PROBLEM REQUIREMENTS ▸ Copy the records below exactly as they stand. Leave out the pictures.

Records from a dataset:
————
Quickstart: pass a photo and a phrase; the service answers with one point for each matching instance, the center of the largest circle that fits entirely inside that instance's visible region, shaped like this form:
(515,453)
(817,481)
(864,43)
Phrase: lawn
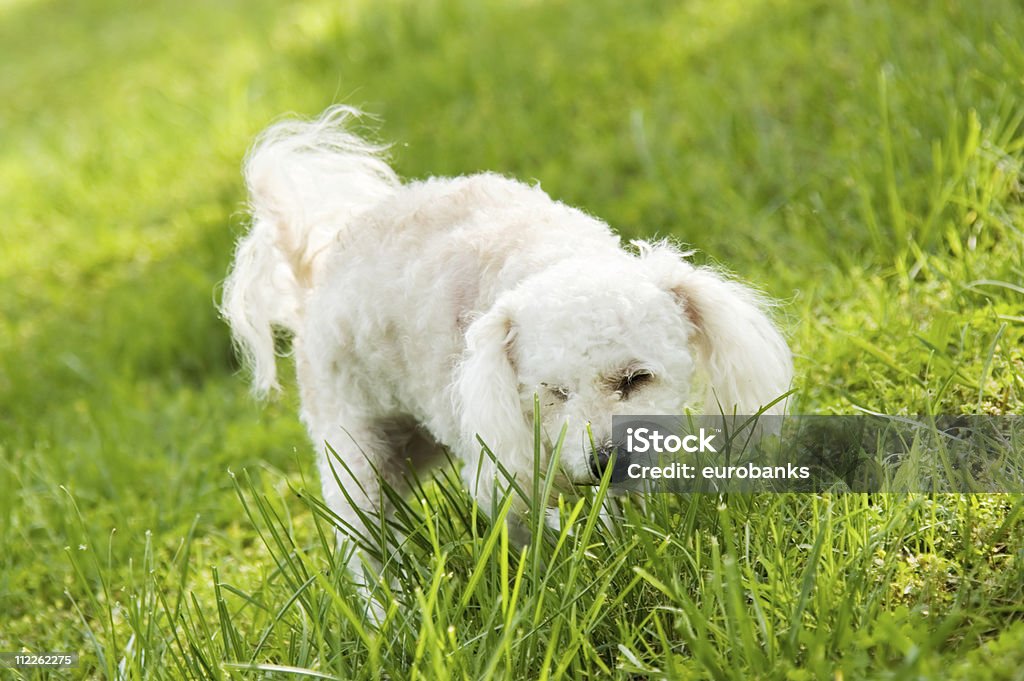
(860,161)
————
OUTPUT OF THE TASK ▸
Quickstart: pass a photo and a phrase; the service answers with one point for each matching instance, the center of the largest circle that fits entirely inside that instance's visible region, shaped like this form:
(515,453)
(817,481)
(864,43)
Phrase: lawn
(860,161)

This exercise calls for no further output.